- Task to complete
Please translate this sentence from the Mood Indigo review into Spanish: "Colin is a man of leisure, with 100,000 doublezoons in his safe and a hipster flat with self cleaning windows to keep him company."

- Source passage
===

Mood Indigo Blu-ray Review

Mood Indigo

Mood Indigo are two words you don’t often see put together.

Which is appropriate, as I’ve never seen a film put together quite like Michel Gondry’s latest movie of the same name.

Colin is a man of leisure, with 100,000 doublezoons in his safe and a hipster flat with self cleaning windows to keep him company.

As well as a chef who lives in his television set.

And a live in mentor by the name of Nicolas, who knocks up whatever said chef in a box suggests they try that day.

Did I mention the pianocktail that creates a cocktail for you whenever you play a song?

But despite all this material wealth and good fortune, Colin still yearns for something more from life, never more so when he discovers over an eel lunch that Nicolas and his best friend Chick have both fallen in love.

Naturally, Colin demands to fall in love tout de sweet; and no sooner has he said these words out loud than his shoes start whisking him away to a party where he meets the Audrey Tautou shaped girl of his dreams.

===

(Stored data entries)
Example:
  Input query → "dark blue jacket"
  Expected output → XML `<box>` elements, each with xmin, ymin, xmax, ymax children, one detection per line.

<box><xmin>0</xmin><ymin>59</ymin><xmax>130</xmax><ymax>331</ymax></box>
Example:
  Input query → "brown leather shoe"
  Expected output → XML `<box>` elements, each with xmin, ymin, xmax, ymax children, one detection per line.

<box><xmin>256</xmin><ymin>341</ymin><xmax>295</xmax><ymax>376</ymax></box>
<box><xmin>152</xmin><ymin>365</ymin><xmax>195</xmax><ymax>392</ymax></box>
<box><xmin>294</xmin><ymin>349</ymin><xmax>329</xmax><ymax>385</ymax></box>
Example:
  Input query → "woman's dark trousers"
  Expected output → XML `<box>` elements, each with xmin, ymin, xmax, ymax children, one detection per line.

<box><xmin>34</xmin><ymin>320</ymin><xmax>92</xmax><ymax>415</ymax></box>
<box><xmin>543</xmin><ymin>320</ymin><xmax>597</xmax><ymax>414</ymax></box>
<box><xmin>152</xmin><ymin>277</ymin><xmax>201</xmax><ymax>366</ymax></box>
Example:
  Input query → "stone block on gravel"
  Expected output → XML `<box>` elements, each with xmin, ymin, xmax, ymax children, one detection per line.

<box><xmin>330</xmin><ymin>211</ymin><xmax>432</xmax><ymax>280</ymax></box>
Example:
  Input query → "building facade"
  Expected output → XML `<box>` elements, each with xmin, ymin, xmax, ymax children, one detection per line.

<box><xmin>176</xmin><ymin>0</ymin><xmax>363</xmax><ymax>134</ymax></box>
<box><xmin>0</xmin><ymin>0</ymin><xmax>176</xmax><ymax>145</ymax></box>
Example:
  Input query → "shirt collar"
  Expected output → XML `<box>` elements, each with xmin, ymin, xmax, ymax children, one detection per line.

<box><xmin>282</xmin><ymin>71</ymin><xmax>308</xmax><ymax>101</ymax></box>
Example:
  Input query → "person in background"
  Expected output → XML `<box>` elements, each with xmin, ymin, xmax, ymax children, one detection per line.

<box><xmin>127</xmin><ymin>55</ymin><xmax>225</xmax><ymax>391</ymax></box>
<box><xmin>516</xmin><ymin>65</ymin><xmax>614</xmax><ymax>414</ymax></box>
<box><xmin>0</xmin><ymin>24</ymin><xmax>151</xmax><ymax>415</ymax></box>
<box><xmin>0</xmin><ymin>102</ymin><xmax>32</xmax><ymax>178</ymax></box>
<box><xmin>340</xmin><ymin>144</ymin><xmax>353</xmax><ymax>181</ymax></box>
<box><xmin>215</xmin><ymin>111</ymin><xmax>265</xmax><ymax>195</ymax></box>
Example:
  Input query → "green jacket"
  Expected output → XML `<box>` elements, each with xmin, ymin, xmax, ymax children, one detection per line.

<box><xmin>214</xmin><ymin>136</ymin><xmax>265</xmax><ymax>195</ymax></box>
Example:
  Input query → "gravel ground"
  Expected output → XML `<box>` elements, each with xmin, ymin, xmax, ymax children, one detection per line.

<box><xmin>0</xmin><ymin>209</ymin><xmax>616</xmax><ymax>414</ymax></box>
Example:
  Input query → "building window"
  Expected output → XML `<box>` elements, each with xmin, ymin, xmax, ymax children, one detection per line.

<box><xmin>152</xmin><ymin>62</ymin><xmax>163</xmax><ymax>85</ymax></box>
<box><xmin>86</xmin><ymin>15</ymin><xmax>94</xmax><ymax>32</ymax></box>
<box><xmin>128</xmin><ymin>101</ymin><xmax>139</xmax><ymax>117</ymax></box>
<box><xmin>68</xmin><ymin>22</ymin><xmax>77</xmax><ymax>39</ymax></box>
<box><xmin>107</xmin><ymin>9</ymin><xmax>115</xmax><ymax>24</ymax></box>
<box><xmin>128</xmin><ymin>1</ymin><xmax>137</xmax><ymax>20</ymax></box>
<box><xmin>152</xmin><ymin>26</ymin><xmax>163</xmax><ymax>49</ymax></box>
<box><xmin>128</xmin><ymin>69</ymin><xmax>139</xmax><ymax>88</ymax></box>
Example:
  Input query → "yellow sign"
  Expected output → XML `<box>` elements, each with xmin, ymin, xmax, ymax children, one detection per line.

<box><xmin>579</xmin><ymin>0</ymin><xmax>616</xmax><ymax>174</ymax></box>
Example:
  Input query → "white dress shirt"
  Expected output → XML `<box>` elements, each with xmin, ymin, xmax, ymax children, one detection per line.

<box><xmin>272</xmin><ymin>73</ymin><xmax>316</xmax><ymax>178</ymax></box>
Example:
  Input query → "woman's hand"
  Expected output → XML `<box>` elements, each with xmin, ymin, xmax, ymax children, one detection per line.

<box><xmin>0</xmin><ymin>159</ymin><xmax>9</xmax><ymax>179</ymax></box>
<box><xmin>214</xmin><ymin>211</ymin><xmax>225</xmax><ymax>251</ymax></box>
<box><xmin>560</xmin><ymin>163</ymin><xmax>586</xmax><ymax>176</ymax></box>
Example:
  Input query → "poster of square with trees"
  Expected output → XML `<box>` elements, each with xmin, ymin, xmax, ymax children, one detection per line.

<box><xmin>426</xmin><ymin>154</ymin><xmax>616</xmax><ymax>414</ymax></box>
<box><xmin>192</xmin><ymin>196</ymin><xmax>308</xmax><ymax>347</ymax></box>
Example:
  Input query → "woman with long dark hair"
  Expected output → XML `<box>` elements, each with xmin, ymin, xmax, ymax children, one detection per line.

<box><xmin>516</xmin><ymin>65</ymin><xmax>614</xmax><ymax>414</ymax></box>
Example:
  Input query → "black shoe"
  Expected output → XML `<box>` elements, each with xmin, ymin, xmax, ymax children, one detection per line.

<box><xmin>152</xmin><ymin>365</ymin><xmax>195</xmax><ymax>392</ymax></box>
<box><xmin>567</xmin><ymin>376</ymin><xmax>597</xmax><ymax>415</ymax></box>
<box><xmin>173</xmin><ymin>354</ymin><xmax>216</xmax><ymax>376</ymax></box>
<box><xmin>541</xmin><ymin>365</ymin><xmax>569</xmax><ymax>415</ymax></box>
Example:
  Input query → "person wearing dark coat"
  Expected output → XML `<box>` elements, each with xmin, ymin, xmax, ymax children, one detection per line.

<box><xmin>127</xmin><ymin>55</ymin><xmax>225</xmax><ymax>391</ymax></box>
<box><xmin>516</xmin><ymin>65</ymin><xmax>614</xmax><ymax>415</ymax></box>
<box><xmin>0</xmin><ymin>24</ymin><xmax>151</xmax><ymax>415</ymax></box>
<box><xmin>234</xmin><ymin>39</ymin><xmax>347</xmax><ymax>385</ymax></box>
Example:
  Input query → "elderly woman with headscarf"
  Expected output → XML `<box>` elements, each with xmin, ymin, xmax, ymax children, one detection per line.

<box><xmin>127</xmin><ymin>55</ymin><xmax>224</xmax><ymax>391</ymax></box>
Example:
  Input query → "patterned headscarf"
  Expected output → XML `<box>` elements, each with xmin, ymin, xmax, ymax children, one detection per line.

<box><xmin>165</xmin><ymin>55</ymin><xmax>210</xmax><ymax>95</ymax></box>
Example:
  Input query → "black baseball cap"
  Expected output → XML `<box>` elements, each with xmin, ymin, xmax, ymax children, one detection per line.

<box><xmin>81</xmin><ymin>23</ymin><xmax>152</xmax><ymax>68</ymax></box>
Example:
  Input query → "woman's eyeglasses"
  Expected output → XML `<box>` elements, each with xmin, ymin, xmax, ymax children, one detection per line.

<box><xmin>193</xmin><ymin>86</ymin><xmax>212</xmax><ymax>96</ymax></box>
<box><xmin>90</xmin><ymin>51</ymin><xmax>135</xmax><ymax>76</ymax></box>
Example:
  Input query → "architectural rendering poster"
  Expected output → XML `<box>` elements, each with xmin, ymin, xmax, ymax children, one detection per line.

===

- Completed task
Colin es un hombre ocioso, con 100.000 doublezoons en su caja fuerte y un piso hipster con ventanas autolimpiables que le hacen compañía.